* _Exercise details_: The expected answer is a verbatim transcription of the lines below, beginning with the first and ending with the line that holds "x=274, y=217", without pictures.

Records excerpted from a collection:
>>>

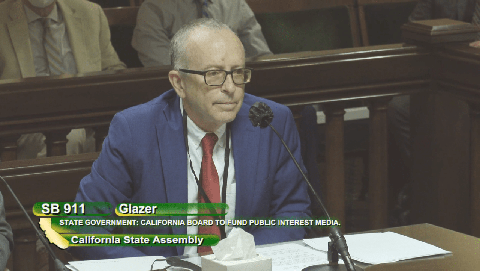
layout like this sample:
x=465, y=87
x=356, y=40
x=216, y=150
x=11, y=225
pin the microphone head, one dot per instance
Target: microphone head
x=260, y=114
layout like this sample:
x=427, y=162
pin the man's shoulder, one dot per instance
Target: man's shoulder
x=164, y=5
x=82, y=6
x=150, y=109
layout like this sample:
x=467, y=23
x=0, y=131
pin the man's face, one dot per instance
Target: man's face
x=211, y=106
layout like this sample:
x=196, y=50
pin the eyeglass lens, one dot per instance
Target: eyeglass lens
x=240, y=76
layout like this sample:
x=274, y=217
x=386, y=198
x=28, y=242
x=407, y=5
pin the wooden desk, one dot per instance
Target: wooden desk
x=465, y=249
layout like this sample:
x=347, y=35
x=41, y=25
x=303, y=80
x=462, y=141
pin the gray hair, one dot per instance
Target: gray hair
x=178, y=53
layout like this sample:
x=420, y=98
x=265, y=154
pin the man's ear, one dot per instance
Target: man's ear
x=177, y=82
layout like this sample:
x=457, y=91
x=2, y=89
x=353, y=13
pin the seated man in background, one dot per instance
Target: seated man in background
x=6, y=237
x=159, y=20
x=53, y=37
x=146, y=155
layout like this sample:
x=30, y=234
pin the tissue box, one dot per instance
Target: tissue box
x=259, y=263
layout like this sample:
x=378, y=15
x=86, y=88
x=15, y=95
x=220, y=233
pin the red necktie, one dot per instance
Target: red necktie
x=209, y=182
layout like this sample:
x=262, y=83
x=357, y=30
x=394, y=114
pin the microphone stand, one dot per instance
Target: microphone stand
x=260, y=114
x=59, y=266
x=338, y=243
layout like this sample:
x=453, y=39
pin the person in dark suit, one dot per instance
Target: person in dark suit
x=6, y=236
x=145, y=157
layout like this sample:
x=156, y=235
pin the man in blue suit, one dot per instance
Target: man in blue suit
x=144, y=158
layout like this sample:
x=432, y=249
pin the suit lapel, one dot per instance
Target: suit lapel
x=173, y=155
x=245, y=146
x=19, y=33
x=76, y=33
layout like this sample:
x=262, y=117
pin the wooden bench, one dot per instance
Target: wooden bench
x=38, y=180
x=373, y=74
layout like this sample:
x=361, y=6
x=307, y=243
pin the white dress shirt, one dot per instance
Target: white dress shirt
x=60, y=35
x=195, y=136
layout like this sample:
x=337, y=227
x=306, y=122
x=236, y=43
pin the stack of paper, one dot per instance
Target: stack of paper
x=292, y=257
x=377, y=248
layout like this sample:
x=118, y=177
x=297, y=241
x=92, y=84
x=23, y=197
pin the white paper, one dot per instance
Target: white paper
x=377, y=248
x=239, y=245
x=120, y=264
x=292, y=257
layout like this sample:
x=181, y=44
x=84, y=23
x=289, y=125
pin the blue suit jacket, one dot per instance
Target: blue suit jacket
x=144, y=160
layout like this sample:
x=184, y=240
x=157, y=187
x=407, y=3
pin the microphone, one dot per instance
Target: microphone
x=59, y=266
x=261, y=114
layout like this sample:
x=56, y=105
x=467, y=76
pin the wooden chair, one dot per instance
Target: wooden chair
x=395, y=13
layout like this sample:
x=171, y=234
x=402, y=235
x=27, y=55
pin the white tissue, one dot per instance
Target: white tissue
x=239, y=245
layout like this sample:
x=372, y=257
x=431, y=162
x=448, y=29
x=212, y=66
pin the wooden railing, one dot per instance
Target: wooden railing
x=373, y=74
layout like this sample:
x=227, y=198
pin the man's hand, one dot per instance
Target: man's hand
x=475, y=44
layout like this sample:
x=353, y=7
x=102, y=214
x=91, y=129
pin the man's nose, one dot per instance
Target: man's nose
x=229, y=86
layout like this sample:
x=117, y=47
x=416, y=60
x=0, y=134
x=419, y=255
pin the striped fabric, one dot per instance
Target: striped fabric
x=52, y=49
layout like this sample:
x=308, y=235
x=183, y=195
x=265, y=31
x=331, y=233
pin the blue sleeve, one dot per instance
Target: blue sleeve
x=109, y=181
x=290, y=199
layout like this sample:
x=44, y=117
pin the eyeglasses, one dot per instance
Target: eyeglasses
x=217, y=77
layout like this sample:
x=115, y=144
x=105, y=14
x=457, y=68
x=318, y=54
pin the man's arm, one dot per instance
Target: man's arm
x=250, y=33
x=110, y=181
x=290, y=199
x=6, y=237
x=110, y=60
x=150, y=37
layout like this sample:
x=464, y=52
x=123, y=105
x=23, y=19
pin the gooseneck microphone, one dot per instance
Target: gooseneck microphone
x=59, y=266
x=261, y=114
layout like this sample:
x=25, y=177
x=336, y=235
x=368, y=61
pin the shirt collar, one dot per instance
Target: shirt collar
x=196, y=134
x=32, y=16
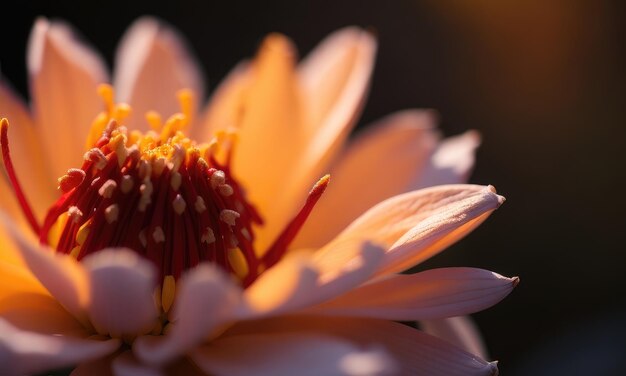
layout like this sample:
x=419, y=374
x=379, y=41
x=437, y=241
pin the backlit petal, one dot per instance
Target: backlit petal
x=460, y=331
x=26, y=353
x=64, y=74
x=121, y=286
x=151, y=65
x=290, y=354
x=415, y=226
x=206, y=300
x=431, y=294
x=381, y=162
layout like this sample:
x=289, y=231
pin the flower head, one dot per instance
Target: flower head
x=196, y=244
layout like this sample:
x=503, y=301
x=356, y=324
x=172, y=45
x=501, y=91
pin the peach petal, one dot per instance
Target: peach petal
x=30, y=165
x=206, y=300
x=271, y=114
x=435, y=293
x=403, y=140
x=24, y=352
x=415, y=225
x=57, y=59
x=290, y=354
x=415, y=352
x=121, y=286
x=126, y=364
x=452, y=161
x=60, y=274
x=460, y=331
x=225, y=106
x=151, y=65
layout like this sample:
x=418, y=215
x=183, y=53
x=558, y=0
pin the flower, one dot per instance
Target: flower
x=160, y=253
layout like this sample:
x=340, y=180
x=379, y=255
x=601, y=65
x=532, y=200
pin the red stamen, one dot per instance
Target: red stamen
x=17, y=188
x=278, y=249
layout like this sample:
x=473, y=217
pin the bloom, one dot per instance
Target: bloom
x=161, y=258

<<<

* _Response to the exercise_:
layout like this sample:
x=465, y=87
x=356, y=40
x=216, y=150
x=11, y=225
pin the microphone head, one dot per instance
Target: microphone head
x=260, y=114
layout like this sample:
x=427, y=162
pin the man's shoulder, one dot per instance
Target: man's shoulder
x=164, y=5
x=82, y=6
x=150, y=109
layout like this sample:
x=467, y=23
x=0, y=131
pin the man's face, one dot per instance
Target: man's face
x=211, y=106
layout like this sample:
x=196, y=50
pin the eyeglass lens, one dot per instance
Target: eyeglass lens
x=240, y=76
layout like this sample:
x=274, y=217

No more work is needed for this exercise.